:: Schriftliche Aufgabe 1 ::
Kopiere aus dem Text über hochbegabte Kinder wörtlich den Abschnitt von „Hochbegabte Kinder stellen“ bis „liebsten mit Erwachsenen.“.
:: Schriftliche Aufgabe 2 ::
Entscheide für jede Aussage mit Ja oder Nein, ob sie mit dem Text über hochbegabte Kinder übereinstimmt, und zitiere jeweils die ausschlaggebenden Worte wörtlich: (a) Amin geht in die zweite Klasse. (b) Amin unterhält sich am liebsten mit Erwachsenen. (c) Besonders fasziniert ist Amin vom Mittelalter.

:: Textausschnitt ::
* * * * * * * * *

Hochbegabte Kinder: Schneller lernen ab IQ 130

Hochbegabte Kinder stellen Eltern und Lehrer vor Herausforderungen. Ein berlinweites Netzwerk hilft Familien.

Amin interessiert sich für Technik und Geschichte, besonders fasziniert ist er vom viktorianischen Zeitalter. Aber auch philosophische Fragen treiben ihn um: Gibt es eine Seele? Was passiert mit einem Menschen, wenn er stirbt? Amin* ist sechs Jahre alt und geht in die erste Klasse. Dass ihr Sohn anders ist als andere Kinder, fiel Nadja Abbas* schon früh auf. Er schaut gerne Nachrichten und unterhält sich am liebsten mit Erwachsenen.

* * * * * * * * *

:: Daten ::
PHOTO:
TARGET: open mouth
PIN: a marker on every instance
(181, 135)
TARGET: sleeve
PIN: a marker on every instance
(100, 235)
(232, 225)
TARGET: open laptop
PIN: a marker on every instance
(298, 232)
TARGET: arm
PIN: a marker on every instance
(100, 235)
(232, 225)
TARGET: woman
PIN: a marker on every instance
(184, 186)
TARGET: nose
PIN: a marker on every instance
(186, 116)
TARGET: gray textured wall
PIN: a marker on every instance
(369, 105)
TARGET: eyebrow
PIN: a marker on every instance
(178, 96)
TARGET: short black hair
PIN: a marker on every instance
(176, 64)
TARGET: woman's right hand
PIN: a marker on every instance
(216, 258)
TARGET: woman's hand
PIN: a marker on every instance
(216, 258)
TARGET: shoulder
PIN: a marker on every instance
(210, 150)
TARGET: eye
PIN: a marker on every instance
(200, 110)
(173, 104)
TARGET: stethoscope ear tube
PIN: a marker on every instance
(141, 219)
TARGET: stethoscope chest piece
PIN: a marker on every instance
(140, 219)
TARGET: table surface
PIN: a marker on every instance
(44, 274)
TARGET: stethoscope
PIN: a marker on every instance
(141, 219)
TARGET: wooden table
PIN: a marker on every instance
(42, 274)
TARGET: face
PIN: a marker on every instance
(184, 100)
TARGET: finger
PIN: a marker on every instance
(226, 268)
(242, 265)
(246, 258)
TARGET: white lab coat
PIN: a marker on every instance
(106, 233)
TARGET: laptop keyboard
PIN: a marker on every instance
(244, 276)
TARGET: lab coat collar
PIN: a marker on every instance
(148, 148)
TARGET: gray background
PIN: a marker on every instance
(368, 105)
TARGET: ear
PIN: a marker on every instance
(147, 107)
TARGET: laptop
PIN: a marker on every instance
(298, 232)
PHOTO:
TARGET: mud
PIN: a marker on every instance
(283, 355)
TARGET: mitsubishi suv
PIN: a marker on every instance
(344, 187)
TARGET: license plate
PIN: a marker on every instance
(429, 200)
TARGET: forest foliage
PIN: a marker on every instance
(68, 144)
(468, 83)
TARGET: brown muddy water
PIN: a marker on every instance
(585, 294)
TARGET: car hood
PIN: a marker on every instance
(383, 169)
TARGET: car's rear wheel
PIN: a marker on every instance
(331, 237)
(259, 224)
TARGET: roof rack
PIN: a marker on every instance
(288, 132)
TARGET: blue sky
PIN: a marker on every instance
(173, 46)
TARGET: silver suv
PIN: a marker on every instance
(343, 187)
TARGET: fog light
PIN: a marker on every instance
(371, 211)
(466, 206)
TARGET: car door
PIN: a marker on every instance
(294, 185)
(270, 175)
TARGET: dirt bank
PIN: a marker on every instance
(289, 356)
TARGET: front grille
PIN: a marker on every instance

* * * * * * * * *

:: Übungsergebnis 1 ::
Hochbegabte Kinder stellen Eltern und Lehrer vor Herausforderungen. Ein berlinweites Netzwerk hilft Familien.

Amin interessiert sich für Technik und Geschichte, besonders fasziniert ist er vom viktorianischen Zeitalter. Aber auch philosophische Fragen treiben ihn um: Gibt es eine Seele? Was passiert mit einem Menschen, wenn er stirbt? Amin* ist sechs Jahre alt und geht in die erste Klasse. Dass ihr Sohn anders ist als andere Kinder, fiel Nadja Abbas* schon früh auf. Er schaut gerne Nachrichten und unterhält sich am liebsten mit Erwachsenen.

:: Übungsergebnis 2 ::
(a) Nein: „geht in die erste Klasse“
(b) Ja: „unterhält sich am liebsten mit Erwachsenen“
(c) Nein: „besonders fasziniert ist er vom viktorianischen Zeitalter“